**SOURCE EXCERPT**
▼▼▼

Sorry Kimmie! The only problem I see with contesting a divorce is that is can make divorce proceedings bitter. It can stir up anger and resentment from the other side. Honestly, I have no advice. 3mos is such a small amount of time. I take the advice of having the attorney hold things and order MC.
Me 36 Husband 35 D5 S2 separated: 10/29/07-present Served divorce papers 1/22/09 "When the world gives out beneath your feet, it is time to learn how to fly."
Kimmie, I live a bit north of Seattle, too, and can understand your fear and frustration at the "no-fault" divorce. When my H and I separated, there was an unbelievable amount of rancor. He absolutely refused to talk to me or see me. Our only communication was via e-mail, and let me tell you, they were not loving, to say the least. I was SURE we would be divorced in 91 days. We had no child custody issues, and our assets were always separate. So, there were no issues to deal with to complicate the divorce.
But even that little amount of time can work wonders. I can't say that we are doing well with our marriage. We're not. As a matter of fact, I have had to go dark again, after seeing him warm a little. But the point is, we have been apart for 8 months now, he did warm a little, and we are still not divorced.

▲▲▲

**STORED RECORDS**
▼▼▼

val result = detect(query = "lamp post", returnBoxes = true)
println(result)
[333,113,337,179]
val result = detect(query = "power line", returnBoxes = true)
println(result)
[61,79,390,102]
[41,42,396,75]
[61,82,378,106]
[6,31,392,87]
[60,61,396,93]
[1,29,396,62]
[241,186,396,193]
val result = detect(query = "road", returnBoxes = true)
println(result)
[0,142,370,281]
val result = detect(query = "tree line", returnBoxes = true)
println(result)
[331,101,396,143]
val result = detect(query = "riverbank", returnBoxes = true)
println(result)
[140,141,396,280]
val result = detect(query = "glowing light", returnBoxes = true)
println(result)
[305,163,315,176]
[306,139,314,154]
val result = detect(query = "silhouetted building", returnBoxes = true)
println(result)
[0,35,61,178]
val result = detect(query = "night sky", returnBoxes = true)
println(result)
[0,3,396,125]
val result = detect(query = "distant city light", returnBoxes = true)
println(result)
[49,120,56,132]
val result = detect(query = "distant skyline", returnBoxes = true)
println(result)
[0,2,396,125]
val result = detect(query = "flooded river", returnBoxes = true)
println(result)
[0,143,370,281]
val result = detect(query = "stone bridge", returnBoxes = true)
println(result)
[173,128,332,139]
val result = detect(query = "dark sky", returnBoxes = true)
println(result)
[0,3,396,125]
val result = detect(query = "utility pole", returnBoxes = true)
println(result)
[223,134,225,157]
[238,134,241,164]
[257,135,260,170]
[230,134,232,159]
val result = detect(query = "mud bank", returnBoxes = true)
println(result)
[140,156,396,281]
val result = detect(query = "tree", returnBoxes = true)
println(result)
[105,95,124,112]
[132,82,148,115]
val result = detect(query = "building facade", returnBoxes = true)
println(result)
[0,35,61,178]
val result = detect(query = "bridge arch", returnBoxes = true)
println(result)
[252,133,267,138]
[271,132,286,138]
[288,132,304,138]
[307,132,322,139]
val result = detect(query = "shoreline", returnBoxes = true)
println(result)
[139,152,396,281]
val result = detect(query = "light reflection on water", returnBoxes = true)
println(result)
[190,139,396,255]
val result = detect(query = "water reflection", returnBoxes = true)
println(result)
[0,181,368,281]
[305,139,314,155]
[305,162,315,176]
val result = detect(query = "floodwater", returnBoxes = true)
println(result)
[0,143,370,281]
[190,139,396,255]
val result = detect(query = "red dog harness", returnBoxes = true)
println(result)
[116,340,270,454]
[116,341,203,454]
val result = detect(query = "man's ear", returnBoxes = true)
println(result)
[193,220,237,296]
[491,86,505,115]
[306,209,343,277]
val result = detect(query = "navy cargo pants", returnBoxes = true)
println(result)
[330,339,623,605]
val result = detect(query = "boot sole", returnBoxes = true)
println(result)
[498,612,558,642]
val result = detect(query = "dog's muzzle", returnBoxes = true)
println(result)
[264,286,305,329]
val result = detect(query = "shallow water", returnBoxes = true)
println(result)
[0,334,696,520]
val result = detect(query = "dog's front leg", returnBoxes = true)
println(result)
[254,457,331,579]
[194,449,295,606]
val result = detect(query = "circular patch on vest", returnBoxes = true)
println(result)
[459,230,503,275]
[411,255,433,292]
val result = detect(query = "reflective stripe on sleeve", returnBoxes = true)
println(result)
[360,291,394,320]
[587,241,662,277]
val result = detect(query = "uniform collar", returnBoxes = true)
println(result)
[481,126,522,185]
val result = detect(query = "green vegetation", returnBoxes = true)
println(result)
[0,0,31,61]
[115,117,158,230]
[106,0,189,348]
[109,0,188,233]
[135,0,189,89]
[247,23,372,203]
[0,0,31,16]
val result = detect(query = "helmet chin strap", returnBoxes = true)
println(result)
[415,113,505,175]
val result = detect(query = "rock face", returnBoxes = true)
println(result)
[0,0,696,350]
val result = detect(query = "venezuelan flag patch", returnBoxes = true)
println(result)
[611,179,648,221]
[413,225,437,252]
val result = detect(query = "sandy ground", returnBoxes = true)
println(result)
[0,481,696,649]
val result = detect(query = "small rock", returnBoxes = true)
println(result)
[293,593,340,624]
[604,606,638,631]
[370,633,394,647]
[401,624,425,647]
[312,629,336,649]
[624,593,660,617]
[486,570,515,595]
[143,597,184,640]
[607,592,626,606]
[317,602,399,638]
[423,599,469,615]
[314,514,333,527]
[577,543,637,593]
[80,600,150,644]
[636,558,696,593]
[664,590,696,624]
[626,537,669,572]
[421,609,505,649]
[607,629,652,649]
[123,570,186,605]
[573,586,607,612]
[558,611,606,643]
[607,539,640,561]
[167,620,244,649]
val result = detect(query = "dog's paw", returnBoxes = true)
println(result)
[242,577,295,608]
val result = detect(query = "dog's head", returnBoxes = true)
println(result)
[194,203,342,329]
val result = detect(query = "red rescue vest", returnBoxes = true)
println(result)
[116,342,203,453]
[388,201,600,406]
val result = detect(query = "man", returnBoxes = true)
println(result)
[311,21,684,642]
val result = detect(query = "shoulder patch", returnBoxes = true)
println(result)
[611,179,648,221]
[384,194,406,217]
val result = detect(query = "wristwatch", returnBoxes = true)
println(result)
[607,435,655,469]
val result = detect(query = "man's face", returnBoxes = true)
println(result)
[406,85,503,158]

▲▲▲

**TASK INSTRUCTIONS**
**1)** According to the forum excerpt, on what date were divorce papers served?
**2)** Repeat the stretch of the forum excerpt from "Sorry Kimmie! The" through "and order MC.".
The entries aren't needed for this work.

**ANSWERS TO THE EXERCISES**
**1)** 1/22/09

**2)**
Sorry Kimmie! The only problem I see with contesting a divorce is that is can make divorce proceedings bitter. It can stir up anger and resentment from the other side. Honestly, I have no advice. 3mos is such a small amount of time. I take the advice of having the attorney hold things and order MC.